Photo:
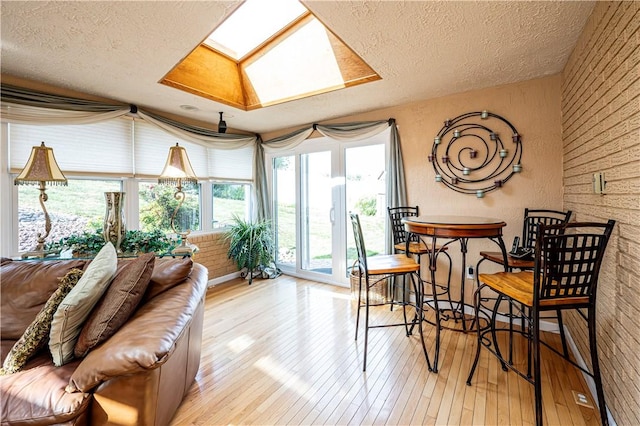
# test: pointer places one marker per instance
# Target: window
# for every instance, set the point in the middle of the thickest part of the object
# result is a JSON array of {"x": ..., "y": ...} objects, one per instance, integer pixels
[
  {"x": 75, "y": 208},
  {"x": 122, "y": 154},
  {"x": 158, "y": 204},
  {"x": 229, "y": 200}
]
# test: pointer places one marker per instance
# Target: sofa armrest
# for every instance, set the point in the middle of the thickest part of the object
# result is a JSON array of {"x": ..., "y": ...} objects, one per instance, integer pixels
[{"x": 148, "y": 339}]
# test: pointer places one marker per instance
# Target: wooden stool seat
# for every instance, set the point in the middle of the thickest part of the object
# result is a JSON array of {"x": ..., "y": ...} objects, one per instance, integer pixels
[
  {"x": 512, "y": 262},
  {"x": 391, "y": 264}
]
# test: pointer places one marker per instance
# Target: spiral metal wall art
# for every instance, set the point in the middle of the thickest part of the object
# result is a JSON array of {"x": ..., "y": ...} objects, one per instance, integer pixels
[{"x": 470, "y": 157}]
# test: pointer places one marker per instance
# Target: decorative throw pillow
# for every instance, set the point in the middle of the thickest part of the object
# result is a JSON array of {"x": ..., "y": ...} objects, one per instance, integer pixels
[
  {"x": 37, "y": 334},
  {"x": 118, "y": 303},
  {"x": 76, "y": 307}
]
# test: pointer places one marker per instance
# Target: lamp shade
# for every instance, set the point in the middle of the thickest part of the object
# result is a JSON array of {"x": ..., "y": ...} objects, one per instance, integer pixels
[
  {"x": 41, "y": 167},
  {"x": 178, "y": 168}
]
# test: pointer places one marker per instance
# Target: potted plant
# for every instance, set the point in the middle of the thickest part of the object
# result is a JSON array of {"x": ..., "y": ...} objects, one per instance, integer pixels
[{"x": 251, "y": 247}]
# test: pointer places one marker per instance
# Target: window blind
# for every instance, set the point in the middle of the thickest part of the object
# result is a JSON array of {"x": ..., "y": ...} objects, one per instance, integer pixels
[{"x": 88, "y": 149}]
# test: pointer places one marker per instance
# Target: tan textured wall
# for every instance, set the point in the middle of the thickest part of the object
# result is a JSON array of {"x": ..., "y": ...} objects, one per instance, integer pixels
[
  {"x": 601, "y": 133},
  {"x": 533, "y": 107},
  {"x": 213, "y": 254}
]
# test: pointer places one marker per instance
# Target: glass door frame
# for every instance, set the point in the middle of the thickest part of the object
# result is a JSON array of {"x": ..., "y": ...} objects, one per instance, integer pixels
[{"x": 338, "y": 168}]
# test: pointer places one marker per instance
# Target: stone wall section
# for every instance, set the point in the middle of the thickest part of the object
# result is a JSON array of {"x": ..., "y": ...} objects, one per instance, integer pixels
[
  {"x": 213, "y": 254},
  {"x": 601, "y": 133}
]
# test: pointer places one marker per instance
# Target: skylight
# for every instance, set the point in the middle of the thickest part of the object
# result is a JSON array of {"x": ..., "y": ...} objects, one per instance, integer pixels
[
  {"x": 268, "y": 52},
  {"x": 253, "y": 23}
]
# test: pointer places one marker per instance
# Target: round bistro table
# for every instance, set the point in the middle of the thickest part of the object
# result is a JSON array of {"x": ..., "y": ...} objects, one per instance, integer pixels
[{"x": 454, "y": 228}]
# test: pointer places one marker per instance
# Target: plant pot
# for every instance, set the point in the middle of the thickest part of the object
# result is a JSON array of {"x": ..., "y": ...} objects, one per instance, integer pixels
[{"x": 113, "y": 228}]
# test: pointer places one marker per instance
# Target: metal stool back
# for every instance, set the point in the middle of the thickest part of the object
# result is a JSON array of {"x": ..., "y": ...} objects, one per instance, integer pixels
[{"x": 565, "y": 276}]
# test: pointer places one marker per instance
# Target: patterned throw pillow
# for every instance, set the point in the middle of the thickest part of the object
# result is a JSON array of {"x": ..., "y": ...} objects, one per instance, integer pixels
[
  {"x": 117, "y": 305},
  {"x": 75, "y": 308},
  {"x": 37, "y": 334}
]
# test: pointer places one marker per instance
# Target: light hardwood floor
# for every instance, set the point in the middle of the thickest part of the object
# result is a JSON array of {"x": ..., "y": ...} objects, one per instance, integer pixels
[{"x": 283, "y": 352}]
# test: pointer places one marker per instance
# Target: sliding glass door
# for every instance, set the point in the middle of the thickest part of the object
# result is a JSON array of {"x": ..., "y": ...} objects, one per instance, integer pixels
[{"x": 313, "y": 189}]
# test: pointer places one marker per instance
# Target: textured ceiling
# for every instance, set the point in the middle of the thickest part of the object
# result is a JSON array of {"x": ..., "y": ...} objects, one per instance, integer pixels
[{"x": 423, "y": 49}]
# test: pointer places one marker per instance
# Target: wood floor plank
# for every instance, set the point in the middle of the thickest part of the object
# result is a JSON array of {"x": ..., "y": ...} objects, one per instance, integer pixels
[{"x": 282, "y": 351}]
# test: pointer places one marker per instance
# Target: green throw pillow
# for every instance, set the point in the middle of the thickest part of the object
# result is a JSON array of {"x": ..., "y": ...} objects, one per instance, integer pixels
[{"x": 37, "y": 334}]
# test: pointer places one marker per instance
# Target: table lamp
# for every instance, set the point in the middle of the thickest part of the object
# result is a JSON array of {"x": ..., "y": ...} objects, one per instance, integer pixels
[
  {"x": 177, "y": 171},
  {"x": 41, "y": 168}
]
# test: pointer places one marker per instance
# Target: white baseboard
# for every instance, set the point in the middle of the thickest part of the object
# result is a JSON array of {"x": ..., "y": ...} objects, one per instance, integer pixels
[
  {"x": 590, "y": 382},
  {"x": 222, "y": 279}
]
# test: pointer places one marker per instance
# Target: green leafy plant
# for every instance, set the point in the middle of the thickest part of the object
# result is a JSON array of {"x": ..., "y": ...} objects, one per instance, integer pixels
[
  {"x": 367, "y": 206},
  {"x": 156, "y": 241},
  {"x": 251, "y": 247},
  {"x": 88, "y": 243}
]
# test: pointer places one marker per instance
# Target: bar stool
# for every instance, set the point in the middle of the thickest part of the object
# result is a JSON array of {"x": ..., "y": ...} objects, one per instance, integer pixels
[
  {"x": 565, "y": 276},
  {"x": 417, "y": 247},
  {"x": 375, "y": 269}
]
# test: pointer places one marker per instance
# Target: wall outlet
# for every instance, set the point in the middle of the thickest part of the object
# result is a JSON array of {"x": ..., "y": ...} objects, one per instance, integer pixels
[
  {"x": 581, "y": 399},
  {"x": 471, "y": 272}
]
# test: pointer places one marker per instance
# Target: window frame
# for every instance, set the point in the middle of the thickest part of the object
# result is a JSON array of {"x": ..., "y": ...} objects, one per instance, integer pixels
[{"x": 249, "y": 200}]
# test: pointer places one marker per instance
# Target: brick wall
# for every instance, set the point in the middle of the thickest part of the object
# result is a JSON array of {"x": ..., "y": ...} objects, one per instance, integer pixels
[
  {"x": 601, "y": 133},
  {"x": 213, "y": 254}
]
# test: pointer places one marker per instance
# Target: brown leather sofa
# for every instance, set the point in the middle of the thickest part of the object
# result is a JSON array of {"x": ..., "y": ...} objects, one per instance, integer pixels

--

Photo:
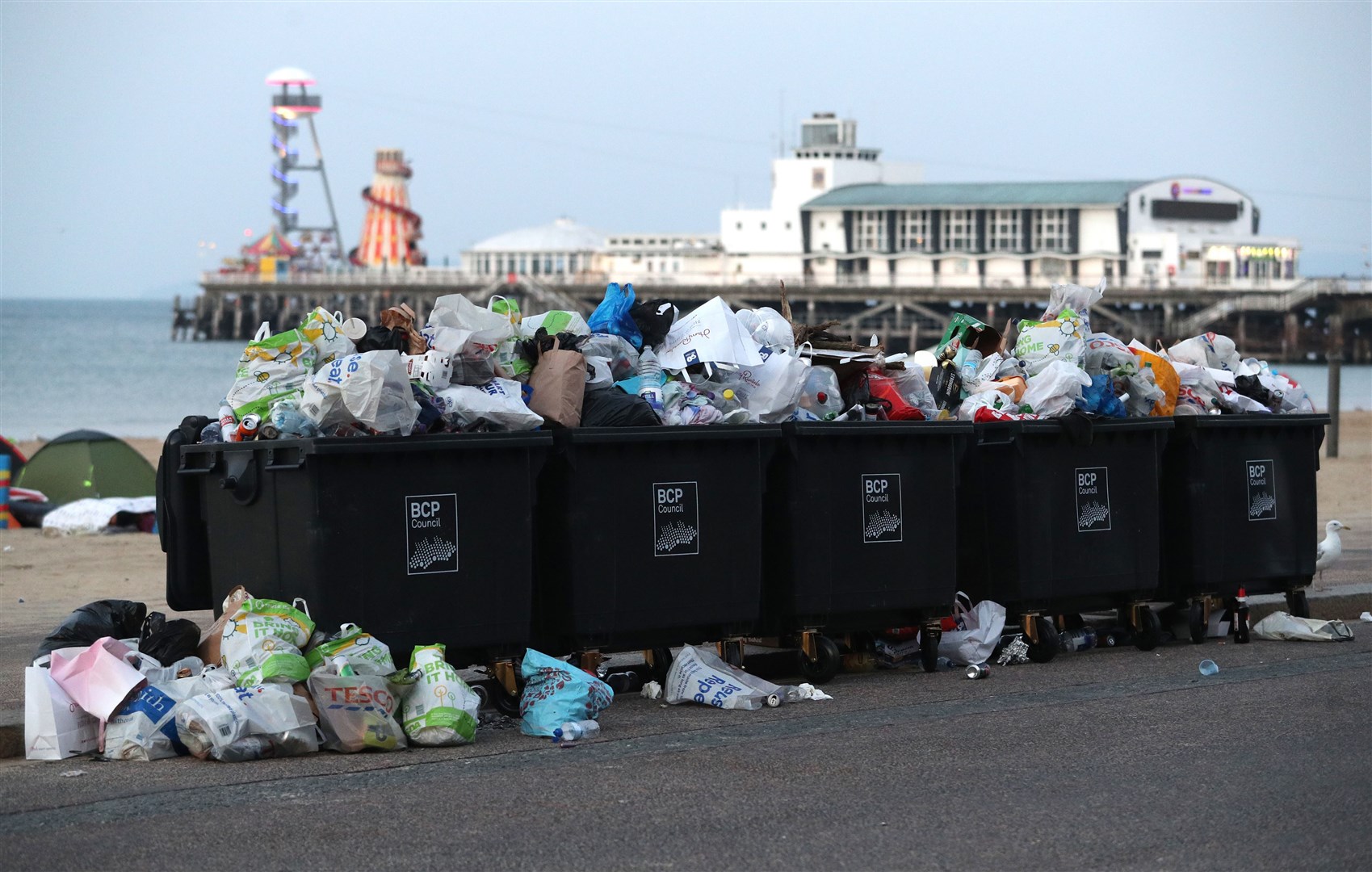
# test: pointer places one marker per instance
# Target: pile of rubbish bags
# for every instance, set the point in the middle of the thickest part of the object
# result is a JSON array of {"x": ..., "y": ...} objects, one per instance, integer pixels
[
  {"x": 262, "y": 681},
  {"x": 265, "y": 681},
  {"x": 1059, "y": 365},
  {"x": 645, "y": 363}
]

▸ WRITTEN REQUEST
Identify each line in the entries above that contains the string "frame" and reproduce every such line in full.

▸ TASK OUTPUT
# Target: glass door frame
# Target: window frame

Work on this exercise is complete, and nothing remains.